| ABOUT THIS TASK |
Work out how many lines in the entries below include the word "segment". Give nothing but the number.
-- TASK DATA follows --
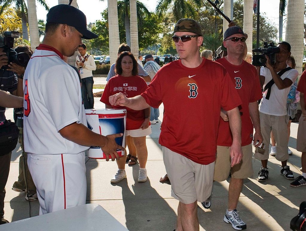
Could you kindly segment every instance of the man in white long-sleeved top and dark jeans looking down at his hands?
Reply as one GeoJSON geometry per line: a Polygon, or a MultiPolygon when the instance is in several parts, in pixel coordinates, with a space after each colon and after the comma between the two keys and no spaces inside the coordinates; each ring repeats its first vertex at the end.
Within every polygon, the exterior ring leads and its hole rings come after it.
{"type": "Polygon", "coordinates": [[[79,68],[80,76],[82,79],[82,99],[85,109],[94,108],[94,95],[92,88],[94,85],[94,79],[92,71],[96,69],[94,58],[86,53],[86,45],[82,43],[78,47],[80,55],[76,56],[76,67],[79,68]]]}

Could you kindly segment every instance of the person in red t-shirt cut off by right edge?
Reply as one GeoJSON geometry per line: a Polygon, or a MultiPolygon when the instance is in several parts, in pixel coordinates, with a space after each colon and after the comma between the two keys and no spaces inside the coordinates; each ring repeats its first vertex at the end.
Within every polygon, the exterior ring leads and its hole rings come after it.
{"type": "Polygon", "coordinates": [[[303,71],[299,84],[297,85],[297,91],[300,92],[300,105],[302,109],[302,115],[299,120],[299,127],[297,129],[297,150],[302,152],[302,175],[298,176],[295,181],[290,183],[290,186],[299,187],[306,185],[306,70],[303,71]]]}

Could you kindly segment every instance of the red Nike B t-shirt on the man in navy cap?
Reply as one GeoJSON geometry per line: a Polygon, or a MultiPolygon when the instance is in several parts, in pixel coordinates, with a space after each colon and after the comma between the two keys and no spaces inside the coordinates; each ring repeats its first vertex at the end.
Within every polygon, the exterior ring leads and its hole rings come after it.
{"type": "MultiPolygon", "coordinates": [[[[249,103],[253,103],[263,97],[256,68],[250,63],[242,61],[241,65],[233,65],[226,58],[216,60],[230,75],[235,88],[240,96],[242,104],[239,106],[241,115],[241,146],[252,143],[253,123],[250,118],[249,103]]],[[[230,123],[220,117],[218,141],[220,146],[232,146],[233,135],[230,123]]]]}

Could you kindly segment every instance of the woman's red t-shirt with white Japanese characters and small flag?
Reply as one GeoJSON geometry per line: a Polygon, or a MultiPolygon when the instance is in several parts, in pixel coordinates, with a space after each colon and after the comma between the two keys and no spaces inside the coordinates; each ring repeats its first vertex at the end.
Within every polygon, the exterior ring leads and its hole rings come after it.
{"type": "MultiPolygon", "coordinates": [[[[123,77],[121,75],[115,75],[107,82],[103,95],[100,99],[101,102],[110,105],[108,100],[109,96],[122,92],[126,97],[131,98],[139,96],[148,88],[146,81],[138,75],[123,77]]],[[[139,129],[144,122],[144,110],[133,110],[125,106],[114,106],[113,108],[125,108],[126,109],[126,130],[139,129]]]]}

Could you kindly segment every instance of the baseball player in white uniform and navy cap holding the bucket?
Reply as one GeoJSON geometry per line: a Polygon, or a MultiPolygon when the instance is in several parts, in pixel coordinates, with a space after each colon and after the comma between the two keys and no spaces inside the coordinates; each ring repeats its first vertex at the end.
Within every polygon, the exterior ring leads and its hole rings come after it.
-- TASK DATA concluded --
-- TASK DATA follows --
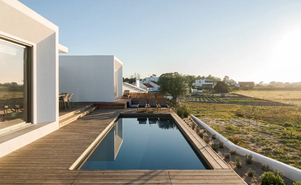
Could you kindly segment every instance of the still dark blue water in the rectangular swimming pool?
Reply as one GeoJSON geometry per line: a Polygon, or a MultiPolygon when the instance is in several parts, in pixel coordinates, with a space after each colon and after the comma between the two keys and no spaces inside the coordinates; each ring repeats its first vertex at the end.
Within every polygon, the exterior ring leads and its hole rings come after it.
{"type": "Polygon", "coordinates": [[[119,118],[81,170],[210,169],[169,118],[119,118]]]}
-- TASK DATA concluded --
| ANSWER AREA |
6